Textauszug:
Was sehen Sie hier, Inga Rumpf?

Ein Bild, zwei Fragen: Ein Mädchen steht am Bahnsteig, mutterseelenallein an Heiligabend. Wie deutet Rocksängerin Inga Rumpf die Szene?

Die Illustration zeigt einen Bahnsteig mit Zug, auf dem ein Kind steht, daneben ist ein Weihnachtsbaum
Was sehen Sie hier, Inga Rumpf? © Andrea Ventura

„Der Zug ist abgefahren! Und das am Heiligen Abend! Da steht die zehnjährige Anni nun ganz allein und verlassen auf dem menschenleeren kalten Bahnsteig in der Stadt. Ihre Tante hatte sie zum Bahnhof gebracht und sich schnell von ihr verabschiedet, denn der neue Freund erwartet die Tante. Anni ist ja schon ein großes Mädchen und hat die Bahnfahrt zu ihrem Papa schon einige Male gemacht. Wie hat sie sich auf den Papa gefreut!

Zu verwendende Zeilen:
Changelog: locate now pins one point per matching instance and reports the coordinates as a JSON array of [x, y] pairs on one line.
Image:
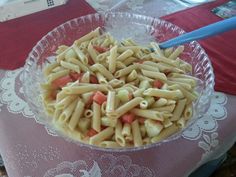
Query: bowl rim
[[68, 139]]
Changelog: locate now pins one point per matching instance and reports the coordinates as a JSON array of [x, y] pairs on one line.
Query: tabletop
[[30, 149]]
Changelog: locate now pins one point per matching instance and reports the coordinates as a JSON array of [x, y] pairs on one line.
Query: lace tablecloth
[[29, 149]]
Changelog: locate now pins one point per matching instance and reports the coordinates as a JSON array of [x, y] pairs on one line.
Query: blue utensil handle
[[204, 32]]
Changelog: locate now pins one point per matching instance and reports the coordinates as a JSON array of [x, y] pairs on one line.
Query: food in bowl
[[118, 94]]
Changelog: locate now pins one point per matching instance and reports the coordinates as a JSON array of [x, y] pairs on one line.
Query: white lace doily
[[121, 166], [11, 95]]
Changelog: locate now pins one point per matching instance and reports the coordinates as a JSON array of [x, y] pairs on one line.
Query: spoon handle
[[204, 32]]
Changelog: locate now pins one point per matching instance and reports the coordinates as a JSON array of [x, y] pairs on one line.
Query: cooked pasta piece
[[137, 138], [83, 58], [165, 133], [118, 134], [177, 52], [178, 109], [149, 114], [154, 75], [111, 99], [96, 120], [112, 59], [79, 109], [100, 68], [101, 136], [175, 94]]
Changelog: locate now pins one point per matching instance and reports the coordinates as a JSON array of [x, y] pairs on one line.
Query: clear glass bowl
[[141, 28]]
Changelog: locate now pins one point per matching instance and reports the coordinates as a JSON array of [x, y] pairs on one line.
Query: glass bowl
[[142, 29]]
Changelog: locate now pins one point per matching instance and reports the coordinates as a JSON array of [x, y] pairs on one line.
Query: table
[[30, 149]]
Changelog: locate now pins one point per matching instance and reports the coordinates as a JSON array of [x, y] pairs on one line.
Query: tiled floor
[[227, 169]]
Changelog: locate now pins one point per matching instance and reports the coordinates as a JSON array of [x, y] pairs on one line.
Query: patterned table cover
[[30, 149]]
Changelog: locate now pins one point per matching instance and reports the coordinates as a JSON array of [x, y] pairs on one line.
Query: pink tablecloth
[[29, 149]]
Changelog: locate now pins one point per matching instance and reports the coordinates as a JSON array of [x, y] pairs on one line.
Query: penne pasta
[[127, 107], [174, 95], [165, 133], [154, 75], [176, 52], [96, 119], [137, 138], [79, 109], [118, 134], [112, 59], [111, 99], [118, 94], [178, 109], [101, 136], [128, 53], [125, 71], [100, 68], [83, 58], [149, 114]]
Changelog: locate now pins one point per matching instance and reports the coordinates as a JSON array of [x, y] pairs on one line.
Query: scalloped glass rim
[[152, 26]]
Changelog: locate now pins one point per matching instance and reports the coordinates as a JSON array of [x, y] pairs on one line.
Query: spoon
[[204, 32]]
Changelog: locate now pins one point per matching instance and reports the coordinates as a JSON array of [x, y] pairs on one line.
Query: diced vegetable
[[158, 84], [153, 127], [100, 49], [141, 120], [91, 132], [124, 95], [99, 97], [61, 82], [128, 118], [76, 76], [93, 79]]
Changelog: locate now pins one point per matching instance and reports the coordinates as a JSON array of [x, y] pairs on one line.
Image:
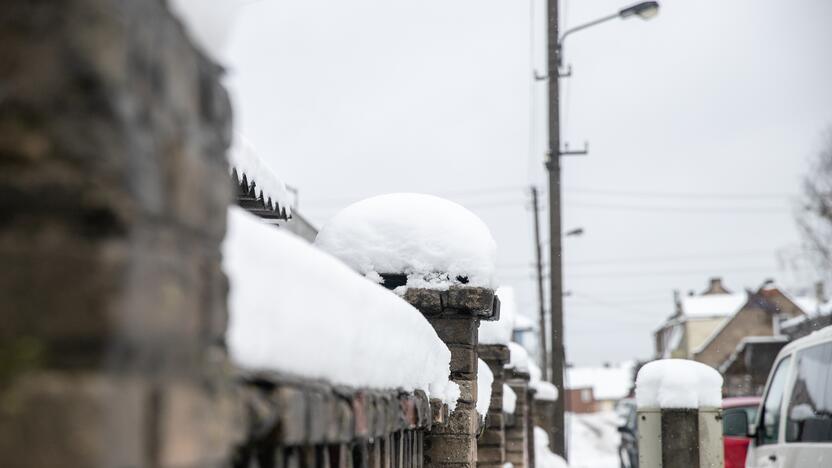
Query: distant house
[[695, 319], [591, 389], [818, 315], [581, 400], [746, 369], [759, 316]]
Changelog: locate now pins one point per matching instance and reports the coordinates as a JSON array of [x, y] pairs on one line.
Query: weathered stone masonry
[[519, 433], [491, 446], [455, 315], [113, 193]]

Arbeitsanweisungen:
(1) Beantworten Sie anhand des Textauszugs:
(a) Was ist Inga Rumpf von Beruf?
(b) Wie alt ist Anni?
(c) Wer hatte Anni zum Bahnhof gebracht?
(2) Schreiben Sie aus den Zeilen alles vom Beginn der Zeilen bis einschließlich der Zeile mit „[[68, 139]]“ genau ab. Die Bilder lassen Sie dabei weg.
Der Textauszug und die Zeilen haben inhaltlich nichts miteinander zu tun.

Erwartete Ergebnisse:
(1)
(a) Rocksängerin
(b) zehn Jahre
(c) ihre Tante

(2)
Changelog: locate now pins one point per matching instance and reports the coordinates as a JSON array of [x, y] pairs on one line.
Image:
Query: bowl rim
[[68, 139]]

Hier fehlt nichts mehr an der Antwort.